━━━━━ Information given
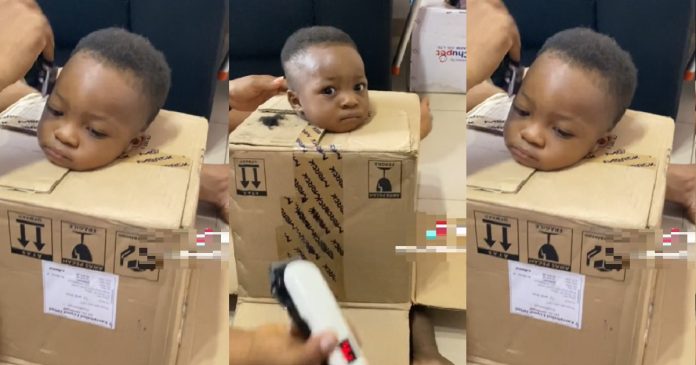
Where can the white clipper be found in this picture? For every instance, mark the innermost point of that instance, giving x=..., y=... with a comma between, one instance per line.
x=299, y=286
━━━━━━━━━━
━━━━━ Information given
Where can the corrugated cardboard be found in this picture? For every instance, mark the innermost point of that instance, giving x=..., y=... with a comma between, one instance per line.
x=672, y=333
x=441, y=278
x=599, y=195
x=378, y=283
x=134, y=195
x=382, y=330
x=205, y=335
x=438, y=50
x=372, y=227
━━━━━━━━━━
__Written problem__. Rewrite every line of the data, starting with the line containing "Where can the white" and going on through the line containing "x=299, y=286". Offset each coordinate in the answers by -102 and leave all other text unchanged.

__Result__.
Where can the white clipper be found in this picture? For every instance, mark the innermost point of that instance, giving x=..., y=... with a comma between, one instance per line.
x=197, y=184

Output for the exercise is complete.